REQUEST: Write out, word for word, only the lines from the one containing "Find the parked" through the final line of the data.

[Records from a collection]
** START **
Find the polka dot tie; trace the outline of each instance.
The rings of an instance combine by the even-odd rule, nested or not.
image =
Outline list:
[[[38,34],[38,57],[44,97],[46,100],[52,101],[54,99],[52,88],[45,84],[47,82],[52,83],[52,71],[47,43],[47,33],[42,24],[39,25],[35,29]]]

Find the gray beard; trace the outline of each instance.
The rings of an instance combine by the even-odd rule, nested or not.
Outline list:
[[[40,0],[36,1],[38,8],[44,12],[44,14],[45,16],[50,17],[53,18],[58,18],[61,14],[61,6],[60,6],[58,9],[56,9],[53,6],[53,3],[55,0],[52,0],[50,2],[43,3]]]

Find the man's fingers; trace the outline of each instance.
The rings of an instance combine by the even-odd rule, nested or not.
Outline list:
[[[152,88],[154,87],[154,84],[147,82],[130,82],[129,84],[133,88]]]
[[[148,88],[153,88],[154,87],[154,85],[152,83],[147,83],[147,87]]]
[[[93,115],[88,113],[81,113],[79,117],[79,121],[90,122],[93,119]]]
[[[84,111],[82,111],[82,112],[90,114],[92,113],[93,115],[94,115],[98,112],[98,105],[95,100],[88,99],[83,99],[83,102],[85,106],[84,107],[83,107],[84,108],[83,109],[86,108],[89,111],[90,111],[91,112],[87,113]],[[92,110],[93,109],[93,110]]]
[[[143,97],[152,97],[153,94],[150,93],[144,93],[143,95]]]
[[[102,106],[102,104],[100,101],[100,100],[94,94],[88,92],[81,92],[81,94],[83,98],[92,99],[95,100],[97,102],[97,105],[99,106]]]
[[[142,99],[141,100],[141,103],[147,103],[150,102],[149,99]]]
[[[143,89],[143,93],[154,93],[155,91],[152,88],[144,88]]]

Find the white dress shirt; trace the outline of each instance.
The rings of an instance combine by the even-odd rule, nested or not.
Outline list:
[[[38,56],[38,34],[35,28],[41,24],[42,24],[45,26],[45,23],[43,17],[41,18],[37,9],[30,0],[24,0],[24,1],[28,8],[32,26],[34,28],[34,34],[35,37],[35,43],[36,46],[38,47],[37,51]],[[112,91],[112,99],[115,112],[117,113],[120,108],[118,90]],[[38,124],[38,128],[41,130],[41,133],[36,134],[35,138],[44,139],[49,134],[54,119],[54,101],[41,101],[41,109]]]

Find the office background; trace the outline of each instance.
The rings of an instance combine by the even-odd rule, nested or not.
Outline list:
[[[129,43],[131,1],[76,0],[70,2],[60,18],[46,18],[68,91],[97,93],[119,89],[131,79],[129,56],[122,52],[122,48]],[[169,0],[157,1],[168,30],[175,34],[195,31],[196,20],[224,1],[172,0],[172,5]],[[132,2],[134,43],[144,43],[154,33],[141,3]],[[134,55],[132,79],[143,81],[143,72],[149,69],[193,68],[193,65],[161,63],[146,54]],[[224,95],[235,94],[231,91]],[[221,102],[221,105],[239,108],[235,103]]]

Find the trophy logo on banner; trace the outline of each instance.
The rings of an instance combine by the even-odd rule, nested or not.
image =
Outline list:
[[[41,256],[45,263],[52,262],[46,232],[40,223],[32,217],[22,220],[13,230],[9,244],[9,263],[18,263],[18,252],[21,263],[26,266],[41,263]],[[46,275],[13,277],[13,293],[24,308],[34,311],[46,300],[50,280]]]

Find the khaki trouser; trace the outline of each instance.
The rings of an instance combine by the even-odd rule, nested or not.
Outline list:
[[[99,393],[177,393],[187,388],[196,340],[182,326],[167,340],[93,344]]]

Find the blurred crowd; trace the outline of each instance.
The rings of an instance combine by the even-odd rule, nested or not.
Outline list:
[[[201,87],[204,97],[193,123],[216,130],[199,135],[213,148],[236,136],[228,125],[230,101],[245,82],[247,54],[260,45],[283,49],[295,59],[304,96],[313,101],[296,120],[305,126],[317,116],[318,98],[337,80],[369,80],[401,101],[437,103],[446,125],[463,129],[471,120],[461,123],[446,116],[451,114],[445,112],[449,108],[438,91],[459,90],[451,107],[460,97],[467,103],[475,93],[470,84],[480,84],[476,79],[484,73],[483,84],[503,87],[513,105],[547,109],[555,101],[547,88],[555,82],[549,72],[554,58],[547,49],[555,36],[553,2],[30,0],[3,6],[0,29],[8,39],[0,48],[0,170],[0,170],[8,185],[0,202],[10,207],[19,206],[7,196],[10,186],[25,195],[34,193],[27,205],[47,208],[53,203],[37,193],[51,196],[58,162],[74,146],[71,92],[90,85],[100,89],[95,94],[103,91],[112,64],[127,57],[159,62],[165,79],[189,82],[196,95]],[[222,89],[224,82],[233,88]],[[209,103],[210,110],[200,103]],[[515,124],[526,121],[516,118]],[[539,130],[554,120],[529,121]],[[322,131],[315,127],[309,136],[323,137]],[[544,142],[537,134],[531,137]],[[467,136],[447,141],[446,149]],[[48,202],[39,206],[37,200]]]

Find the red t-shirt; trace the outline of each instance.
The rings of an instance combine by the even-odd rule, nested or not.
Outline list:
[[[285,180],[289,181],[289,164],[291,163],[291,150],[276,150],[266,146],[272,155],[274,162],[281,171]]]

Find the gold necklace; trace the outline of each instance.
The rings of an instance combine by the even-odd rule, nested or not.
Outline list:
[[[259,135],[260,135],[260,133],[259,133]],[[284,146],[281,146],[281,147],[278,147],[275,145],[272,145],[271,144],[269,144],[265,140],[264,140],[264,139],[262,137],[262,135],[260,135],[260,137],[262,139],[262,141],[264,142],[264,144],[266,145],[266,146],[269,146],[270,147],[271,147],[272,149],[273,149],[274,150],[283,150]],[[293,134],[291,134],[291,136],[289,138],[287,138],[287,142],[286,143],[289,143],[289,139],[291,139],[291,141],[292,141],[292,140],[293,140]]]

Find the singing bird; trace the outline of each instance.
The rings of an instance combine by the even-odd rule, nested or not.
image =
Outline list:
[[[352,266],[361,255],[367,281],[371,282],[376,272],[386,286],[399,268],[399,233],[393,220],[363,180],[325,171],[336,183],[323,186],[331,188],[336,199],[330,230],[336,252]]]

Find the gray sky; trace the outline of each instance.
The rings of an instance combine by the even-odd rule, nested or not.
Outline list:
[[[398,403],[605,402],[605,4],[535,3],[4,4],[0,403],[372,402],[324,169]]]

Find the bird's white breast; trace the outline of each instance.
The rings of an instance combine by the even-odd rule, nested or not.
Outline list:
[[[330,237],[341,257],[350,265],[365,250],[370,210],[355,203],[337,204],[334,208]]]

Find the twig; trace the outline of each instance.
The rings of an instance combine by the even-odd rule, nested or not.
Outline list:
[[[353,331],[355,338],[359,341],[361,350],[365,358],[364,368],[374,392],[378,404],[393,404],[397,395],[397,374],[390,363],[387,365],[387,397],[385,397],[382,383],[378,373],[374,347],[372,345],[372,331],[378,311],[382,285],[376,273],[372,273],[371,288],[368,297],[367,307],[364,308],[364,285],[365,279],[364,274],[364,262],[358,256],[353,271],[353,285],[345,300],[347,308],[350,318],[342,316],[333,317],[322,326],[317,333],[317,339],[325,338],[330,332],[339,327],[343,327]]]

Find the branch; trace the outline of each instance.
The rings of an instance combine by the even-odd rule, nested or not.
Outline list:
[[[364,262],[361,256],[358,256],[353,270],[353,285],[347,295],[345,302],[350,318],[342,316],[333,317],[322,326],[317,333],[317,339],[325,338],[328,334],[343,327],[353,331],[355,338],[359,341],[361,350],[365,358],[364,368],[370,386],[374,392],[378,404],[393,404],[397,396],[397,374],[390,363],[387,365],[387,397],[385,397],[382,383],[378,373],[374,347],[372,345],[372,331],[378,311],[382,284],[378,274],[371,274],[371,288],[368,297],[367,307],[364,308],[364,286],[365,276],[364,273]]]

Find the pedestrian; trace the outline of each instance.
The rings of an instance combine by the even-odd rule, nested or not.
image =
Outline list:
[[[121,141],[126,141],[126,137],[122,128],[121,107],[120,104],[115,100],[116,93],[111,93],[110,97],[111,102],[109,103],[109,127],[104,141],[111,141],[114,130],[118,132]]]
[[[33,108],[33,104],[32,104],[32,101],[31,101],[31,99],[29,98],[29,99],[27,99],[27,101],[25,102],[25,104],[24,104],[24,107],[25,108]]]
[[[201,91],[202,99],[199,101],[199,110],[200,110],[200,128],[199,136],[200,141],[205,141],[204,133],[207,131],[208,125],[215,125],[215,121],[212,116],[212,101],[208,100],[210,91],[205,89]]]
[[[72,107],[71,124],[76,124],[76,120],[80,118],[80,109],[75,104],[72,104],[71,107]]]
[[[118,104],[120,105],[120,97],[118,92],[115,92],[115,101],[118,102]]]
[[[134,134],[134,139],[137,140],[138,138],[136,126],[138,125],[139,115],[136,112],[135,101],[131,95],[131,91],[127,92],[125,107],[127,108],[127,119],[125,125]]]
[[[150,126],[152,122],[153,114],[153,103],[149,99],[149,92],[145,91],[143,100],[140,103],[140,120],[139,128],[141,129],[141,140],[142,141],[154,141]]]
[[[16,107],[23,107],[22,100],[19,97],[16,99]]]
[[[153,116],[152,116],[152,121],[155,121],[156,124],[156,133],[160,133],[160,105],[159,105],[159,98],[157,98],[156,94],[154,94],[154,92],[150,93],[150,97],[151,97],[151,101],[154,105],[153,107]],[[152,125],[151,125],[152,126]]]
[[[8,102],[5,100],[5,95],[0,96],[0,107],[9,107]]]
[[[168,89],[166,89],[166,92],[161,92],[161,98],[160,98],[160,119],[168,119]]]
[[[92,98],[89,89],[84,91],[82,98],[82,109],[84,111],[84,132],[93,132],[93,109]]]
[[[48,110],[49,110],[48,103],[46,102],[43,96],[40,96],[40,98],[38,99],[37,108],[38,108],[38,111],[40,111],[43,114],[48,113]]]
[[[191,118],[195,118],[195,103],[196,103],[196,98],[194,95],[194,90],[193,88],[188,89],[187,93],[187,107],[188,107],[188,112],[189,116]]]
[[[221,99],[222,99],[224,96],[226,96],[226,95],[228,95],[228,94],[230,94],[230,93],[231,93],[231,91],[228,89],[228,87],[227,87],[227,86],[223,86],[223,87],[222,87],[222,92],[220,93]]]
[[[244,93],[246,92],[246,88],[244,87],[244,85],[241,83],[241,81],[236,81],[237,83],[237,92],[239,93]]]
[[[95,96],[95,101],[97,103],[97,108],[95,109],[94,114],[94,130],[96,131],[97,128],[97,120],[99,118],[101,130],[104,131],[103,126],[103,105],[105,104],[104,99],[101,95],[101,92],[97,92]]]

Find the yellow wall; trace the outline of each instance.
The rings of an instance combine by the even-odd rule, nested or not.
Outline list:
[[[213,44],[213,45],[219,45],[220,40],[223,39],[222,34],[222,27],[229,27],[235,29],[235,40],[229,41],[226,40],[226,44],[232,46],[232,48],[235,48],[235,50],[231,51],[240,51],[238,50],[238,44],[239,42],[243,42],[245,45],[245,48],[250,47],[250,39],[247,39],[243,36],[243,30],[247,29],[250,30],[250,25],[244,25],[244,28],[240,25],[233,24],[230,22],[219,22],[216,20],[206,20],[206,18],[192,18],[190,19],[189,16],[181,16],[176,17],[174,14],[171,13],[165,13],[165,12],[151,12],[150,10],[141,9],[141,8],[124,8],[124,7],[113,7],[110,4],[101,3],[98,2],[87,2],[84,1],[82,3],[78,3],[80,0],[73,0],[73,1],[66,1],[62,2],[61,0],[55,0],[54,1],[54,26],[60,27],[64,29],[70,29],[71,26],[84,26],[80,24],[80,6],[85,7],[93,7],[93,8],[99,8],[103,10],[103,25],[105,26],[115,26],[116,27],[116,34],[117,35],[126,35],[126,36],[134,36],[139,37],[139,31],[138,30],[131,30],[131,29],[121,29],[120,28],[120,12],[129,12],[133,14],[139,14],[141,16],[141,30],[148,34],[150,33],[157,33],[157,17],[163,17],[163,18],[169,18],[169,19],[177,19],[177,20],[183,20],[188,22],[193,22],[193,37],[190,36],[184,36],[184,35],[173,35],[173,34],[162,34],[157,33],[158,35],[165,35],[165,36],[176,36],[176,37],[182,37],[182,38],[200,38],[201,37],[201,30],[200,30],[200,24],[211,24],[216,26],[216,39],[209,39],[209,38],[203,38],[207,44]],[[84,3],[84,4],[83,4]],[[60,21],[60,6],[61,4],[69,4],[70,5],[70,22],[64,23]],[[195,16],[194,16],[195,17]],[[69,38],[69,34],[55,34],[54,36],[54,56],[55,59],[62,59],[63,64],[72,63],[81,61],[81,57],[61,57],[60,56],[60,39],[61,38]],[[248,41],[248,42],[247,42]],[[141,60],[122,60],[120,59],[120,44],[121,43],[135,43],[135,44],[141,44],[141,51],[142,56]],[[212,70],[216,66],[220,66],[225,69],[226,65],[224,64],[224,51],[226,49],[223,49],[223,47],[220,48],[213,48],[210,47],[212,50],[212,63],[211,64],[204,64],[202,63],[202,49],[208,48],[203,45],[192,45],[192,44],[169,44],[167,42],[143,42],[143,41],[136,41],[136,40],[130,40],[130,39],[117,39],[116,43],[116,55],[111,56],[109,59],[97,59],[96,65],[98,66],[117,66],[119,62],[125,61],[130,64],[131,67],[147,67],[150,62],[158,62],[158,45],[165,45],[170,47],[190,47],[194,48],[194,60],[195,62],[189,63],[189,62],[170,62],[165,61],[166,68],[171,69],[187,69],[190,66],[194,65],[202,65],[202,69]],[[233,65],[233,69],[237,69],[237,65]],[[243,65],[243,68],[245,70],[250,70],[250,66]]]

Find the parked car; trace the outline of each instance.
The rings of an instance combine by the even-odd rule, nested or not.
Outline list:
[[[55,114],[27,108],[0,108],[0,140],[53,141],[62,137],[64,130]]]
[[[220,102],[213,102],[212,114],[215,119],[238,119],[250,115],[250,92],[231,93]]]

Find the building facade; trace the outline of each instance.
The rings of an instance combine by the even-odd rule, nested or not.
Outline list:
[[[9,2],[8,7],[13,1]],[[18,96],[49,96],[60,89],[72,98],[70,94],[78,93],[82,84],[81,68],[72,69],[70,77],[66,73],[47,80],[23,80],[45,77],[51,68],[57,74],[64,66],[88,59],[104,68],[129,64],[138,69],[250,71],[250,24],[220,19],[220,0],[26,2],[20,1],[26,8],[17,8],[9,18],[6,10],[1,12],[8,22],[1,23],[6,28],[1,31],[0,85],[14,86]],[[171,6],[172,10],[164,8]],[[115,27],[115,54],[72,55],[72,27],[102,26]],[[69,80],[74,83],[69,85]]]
** END **
ANSWER FOR THIS EXERCISE:
Find the parked car; trace the outline of each instance.
The rings of an instance combine by the even-odd rule, nested or not.
Outline list:
[[[55,114],[27,108],[0,108],[0,140],[53,141],[62,137],[64,130]]]
[[[220,102],[213,102],[212,114],[215,119],[238,119],[250,115],[250,92],[231,93]]]

Find the building facade; trace the outline of each instance.
The rings of an instance combine by the even-odd rule, nested or not.
Outline list:
[[[9,2],[8,7],[13,1]],[[18,96],[49,96],[60,89],[72,98],[70,94],[78,93],[82,84],[81,68],[72,69],[70,77],[66,73],[47,80],[23,80],[45,77],[51,68],[57,74],[64,66],[88,59],[104,68],[129,64],[138,69],[250,71],[250,24],[220,19],[220,0],[26,2],[20,1],[26,8],[17,8],[9,18],[6,10],[1,12],[8,22],[1,23],[6,28],[1,31],[0,85],[14,86]],[[171,6],[172,10],[164,8]],[[115,27],[115,54],[72,55],[72,27],[102,26]],[[69,80],[74,83],[69,85]]]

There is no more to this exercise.